▸ Data to process:
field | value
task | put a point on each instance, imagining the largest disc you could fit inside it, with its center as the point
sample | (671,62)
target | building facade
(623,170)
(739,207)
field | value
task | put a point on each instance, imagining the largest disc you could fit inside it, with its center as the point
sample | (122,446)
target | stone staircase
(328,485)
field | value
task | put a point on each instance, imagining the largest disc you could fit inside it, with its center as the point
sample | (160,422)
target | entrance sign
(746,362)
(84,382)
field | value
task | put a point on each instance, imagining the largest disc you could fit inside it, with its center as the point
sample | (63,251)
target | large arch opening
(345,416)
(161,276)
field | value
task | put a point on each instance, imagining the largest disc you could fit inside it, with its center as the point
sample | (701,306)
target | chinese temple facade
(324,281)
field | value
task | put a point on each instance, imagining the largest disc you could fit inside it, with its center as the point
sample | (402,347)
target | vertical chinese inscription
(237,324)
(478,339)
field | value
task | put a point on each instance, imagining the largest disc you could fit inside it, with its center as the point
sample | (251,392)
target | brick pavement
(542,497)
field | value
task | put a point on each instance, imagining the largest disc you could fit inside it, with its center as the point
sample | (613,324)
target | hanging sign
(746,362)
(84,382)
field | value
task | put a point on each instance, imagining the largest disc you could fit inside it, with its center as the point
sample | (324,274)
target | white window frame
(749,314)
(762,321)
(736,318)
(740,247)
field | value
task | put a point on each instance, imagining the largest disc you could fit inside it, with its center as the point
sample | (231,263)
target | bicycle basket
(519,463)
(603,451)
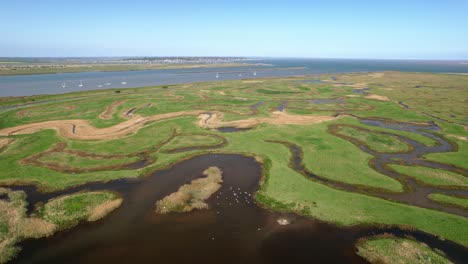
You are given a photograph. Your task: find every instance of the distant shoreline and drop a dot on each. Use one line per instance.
(28, 69)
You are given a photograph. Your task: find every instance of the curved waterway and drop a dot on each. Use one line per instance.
(233, 230)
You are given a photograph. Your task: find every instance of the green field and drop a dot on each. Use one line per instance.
(168, 126)
(398, 250)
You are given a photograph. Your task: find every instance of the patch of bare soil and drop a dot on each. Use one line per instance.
(4, 142)
(107, 114)
(377, 97)
(81, 129)
(276, 118)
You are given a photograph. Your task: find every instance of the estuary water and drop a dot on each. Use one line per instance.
(26, 85)
(234, 230)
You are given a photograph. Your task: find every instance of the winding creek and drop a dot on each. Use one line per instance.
(415, 193)
(234, 230)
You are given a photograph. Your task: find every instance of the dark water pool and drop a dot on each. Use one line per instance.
(234, 230)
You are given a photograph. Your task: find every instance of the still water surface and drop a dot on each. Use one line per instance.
(52, 83)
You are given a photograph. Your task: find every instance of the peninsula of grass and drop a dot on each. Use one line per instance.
(393, 250)
(375, 141)
(432, 176)
(15, 226)
(55, 215)
(451, 200)
(192, 196)
(283, 188)
(69, 210)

▸ Exercise requirements: Rewrite every row above with "drop a dot on" replaced by "mark a point on" wherever it appears, changing nothing else. Leave the pictures out of your answer.

▸ Complete response:
field | value
task | put a point on each instance, imagining the largest disc you could fit inside it, with its center as the point
sample | (671,62)
target | building facade
(623,170)
(739,207)
field | value
task | put a point on each instance, imagining the largest disc you could fit inside it, with its center as the point
sample | (122,446)
target | stone staircase
(328,485)
field | value
task | put a point on each instance, imagining the largest disc you could fit inside it, with its center as the point
sample | (160,422)
target | entrance sign
(746,362)
(84,382)
field | value
task | put a point on each instance, imagining the largest disc you could fit inside it, with its center as the point
sample | (63,251)
target | large arch opening
(345,416)
(161,276)
field | value
task | put a point on each instance, imagining the largest disc you could fit inside it, with its center as the point
sample | (701,306)
target | chinese temple facade
(324,281)
field | value
task | put a point on each instance, imagining the largest disc you could fit inside it, with its center as the point
sample | (402,347)
target | vertical chinese inscription
(237,324)
(478,339)
field | value
task | put a point on each instance, imagining the largest disc you could fit inside it, with its center as the point
sample | (251,392)
target | brick pavement
(542,497)
field | value
task | put a point on each instance, imagining the largest disc you could fit inside it, with its center as the point
sample | (613,324)
target | hanging sign
(746,362)
(84,382)
field | value
task | put a point on each instance, imagining the largest disc you could fit inside it, with its center as the point
sample | (324,274)
target | white window frame
(749,314)
(762,321)
(736,318)
(740,247)
field | value
task | put a point on each instance, imagining the largest disc you could fit inside it, with its center as the point
sample | (231,263)
target | bicycle basket
(519,463)
(603,451)
You are given a photograph. Your task: find every instance of the distant shoreline and mark a point on each. Use one line per instance.
(28, 69)
You are given a photograph. Your task: find every instance of the curved waterway and mark a point on each. Use one line per instance.
(233, 230)
You are given a photograph. Your task: find every instance of the green field and mark a point on each. Use one line per instance.
(168, 126)
(398, 250)
You are given a photograph. Your task: find every instance of the patch of bare soil and mark a point on each. Use one line per instance.
(4, 142)
(107, 114)
(377, 97)
(81, 129)
(276, 118)
You are given a photograph. Your task: find every instance of the estuary water and mark a point on each. Use one line per instance.
(26, 85)
(234, 230)
You are given a photograph. Your task: find every instance of the winding creek and mark a point on each. Use one line per instance.
(415, 193)
(234, 230)
You are given a photograph. Your task: find every instance of the dark water pool and mark a point on each. Use one line per instance.
(234, 230)
You are given a photograph. Your task: find every instance of the still water surface and mark a point on each. Use one line per instance.
(52, 83)
You are given a photograph. Your task: find every instance of the peninsula of grass and mark a point on each. Use one line per instance.
(393, 250)
(375, 141)
(432, 176)
(15, 226)
(55, 215)
(451, 200)
(192, 196)
(283, 188)
(69, 210)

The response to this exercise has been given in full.